*** Opening TEXT PASSAGE ***
Today is Armistice Day , on which we honour those who have fallen in war. We should never forget, too, the contribution made by those who helped the war effort at home. During WWII, many young women worked in the ordnance factories, such as the one at Risley, Warrington, making ammunition and bombs. The explosive powder they used turned the girls’ hair and skin yellow; they were sometimes nicknamed the ‘Canary Girls.’ The women wore special safety gloves; their faces were protected by a reinforced glass screen. It was tiring work wearing the heavy gloves; if the girls removed them, the heat from their hands could set off the explosive, and many lost fingers as a result.
You can still see the remains of Risley Royal Ordnance Factory at Birchwood Forest Park, now a nature reserve, with birds, dragonflies and wildflowers. It’s hard to believe this site was once home to frantic activity as the unsung heroines of Risley ‘did their bit’ to help the boys at the front.


Red Smudge (aka Alison) said...
*** Closing TEXT PASSAGE ***
THE TASK: Extend the piece on the Risley Canary Girls, picking up right after its last line. These rows have no connection to the piece on the Risley Canary Girls.
*** Opening RECORD EXTRACTS ***
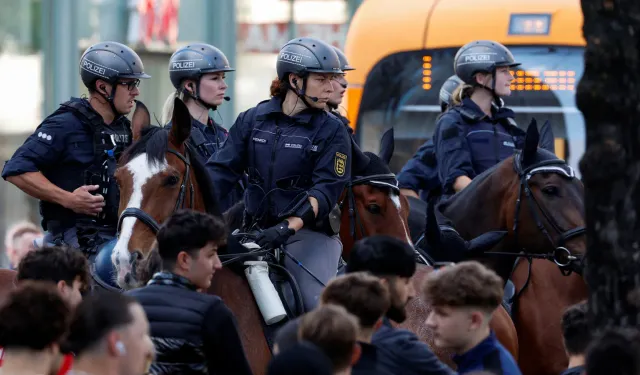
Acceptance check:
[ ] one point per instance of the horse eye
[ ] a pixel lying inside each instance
(374, 209)
(171, 181)
(550, 190)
*** Closing RECORD EXTRACTS ***
ANSWER FOR THIS EXERCISE:
Today I have been doing some research on the work my Gran did in the Royal Ordnance Factories in Renfrewshire. It is not only Armistice Day but her 89th birthday and I was trying to bring back some memories for her. I was so surprised to discover that somewhere where I had spent 12 years of my teenage life, and somewhere we had both walked through was related also. Risley Moss as we used to call it provides a wonderful link. As you say, lest we forget.

Sue Wilkes said...

Hi Alison, thank you for stopping by. I used to live near Risley Moss and we had some smashing walks there. I was lucky enough to interview some of the ladies who worked at Risley ROF for the January 1999 issue of 'Best of British' magazine. They had some amazing stories to tell.